▸ **Data entries**:
------------------------
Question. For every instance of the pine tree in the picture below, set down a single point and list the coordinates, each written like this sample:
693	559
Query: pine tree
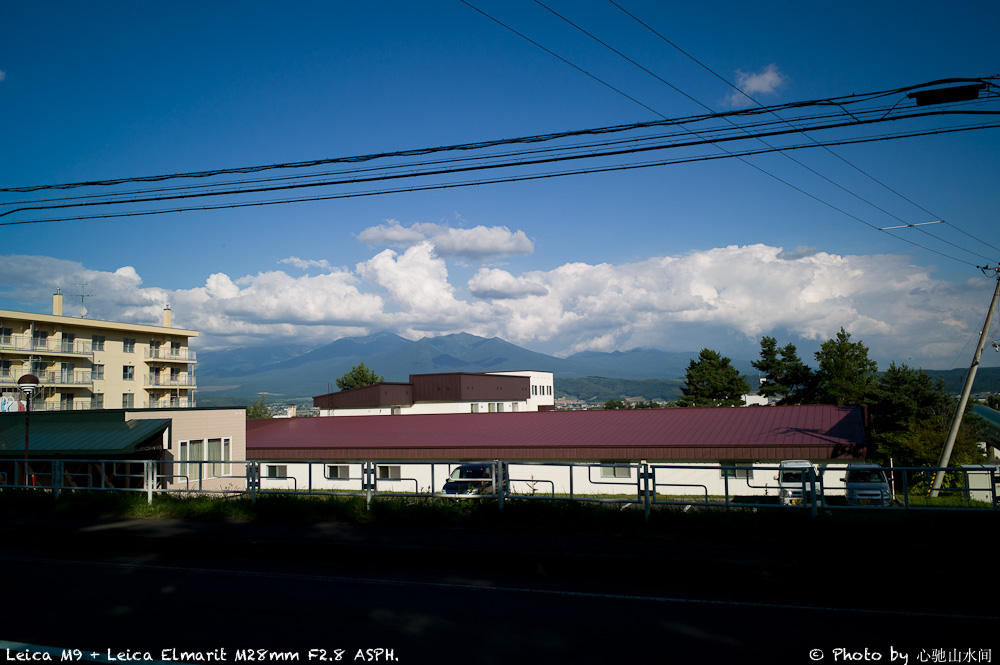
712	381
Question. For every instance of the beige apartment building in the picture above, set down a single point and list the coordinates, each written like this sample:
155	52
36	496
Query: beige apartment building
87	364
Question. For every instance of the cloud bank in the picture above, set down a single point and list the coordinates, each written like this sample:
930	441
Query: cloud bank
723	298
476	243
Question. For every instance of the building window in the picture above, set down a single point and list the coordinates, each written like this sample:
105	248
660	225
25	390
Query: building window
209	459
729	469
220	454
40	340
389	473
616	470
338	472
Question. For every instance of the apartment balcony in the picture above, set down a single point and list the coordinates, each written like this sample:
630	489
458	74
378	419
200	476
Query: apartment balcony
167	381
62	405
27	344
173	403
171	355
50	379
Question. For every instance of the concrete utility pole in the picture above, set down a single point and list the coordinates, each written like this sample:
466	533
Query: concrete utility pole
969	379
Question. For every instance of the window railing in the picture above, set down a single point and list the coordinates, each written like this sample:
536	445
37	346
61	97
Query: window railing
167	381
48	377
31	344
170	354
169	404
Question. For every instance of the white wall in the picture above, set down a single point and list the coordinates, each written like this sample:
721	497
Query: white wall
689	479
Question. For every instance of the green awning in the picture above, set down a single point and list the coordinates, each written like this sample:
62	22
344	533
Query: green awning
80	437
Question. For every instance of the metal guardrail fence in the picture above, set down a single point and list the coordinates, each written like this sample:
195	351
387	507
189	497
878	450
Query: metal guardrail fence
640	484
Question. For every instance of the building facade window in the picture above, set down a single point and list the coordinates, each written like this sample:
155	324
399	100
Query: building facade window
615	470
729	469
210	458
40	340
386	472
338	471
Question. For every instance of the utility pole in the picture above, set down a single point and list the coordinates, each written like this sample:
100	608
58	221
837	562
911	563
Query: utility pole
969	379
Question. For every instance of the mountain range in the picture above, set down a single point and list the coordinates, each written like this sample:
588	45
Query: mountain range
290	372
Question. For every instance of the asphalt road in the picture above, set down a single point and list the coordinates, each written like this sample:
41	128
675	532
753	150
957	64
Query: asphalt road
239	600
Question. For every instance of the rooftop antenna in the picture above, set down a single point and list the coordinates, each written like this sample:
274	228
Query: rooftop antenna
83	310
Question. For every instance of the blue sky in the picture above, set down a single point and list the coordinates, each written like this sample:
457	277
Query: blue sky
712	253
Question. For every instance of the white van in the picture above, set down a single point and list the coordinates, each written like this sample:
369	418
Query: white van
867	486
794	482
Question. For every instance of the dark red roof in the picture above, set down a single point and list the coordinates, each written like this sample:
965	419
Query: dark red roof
------------------------
Only the lines from the one containing "Question. For every instance of the green" to the end of the listing belong in the output, each reproduced exactly.

Question. For every instance of the green awning in the picture above, set down a single point and list the coordinates, each written like this sample:
62	22
344	533
Query: green awning
80	437
Question. For every instance of the metal guardrail fence in the picture above, set down a single point and list the coordinates, each written like this sample:
195	351
387	507
189	497
878	450
Query: metal guardrail fence
640	484
Question. For every instance of the building facade window in the picture above, set down a single point and list the coordinates, each written like this sample:
155	324
399	100
Query: building facade window
615	470
729	469
210	458
40	340
386	472
338	471
Question. For every instance of the utility pole in the picture above, set down a single point and list the coordinates, each written like this sample:
100	608
58	221
837	562
911	563
Query: utility pole
969	379
Question. For every instance of the mountain range in the picture above, set down a single point and list the coordinates, each written like this sample:
588	45
Query: mountain range
290	372
Question. For every instance of the asphalt road in the picture above, set down a single point and list the coordinates, each written like this sample:
41	128
675	532
753	150
957	64
Query: asphalt road
239	600
Question. For every instance of the rooftop antenna in the picture above, set down a single point and list the coordinates, each written like this sample:
274	228
Query: rooftop antenna
83	310
Question. For every instance of the blue sky in the picture above, set down a single point and list the coordinates, each written like this sample:
457	277
Query: blue sky
712	253
Question. For every instance of the white van in the picture above, set down a single point and list the coordinates, each written like this sample:
369	418
Query: white van
867	486
794	482
Question. For every instance of the dark red roof in the picture above, set down a single point and list the coordinates, each written like this sample:
965	419
Query: dark red roof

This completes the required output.